───── Given records

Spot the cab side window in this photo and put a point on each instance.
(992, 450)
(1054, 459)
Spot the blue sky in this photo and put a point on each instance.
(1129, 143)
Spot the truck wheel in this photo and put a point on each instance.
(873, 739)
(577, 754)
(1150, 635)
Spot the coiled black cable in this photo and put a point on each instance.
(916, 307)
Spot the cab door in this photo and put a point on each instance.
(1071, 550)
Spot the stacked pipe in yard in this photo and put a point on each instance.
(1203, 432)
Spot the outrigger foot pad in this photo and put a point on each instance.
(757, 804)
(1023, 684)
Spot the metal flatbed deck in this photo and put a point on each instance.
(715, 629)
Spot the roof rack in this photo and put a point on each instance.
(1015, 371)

──────────
───── Given records

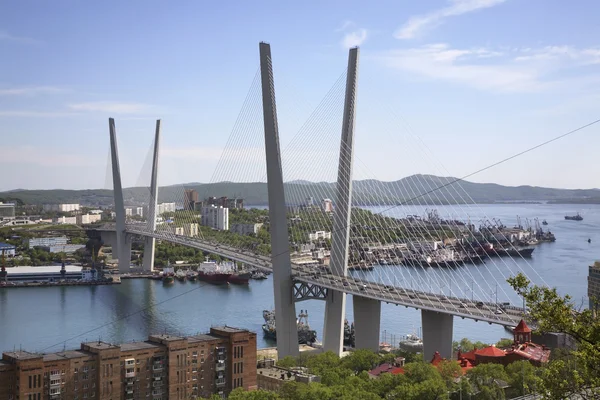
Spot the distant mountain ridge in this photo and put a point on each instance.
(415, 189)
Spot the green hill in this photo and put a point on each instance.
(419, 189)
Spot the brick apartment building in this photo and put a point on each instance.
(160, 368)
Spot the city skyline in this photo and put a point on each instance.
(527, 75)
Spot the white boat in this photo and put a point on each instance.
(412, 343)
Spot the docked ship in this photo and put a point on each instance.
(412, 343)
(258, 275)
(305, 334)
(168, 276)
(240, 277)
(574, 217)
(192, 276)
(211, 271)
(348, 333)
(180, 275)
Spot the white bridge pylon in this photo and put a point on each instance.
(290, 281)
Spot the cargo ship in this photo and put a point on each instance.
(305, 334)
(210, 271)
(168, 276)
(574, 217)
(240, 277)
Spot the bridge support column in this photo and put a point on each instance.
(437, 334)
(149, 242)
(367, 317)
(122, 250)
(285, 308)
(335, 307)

──────────
───── Given records

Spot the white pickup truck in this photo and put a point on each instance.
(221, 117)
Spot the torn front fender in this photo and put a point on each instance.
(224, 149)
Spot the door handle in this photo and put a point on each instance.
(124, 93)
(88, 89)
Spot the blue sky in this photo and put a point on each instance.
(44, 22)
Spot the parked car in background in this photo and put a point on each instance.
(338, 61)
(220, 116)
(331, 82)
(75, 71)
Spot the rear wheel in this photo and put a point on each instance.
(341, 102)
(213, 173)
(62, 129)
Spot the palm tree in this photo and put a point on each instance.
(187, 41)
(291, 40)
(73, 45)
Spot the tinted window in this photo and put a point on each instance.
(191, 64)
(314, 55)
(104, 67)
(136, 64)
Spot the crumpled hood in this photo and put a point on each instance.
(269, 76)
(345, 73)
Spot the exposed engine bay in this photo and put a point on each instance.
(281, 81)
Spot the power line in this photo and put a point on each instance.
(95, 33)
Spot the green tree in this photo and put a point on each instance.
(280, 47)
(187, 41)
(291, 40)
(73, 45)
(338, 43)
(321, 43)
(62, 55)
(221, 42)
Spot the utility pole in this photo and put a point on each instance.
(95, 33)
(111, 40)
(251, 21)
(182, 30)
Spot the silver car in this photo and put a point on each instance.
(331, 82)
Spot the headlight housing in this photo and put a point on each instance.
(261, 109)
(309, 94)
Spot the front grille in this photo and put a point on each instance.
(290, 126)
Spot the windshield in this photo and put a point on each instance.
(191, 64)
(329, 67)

──────────

The exercise: Pull out each line of the data above that contains the word "green".

Full response:
Spot the green hill in this photo and put a point on each instance.
Spot the green tree in this photo and put a point on each instance.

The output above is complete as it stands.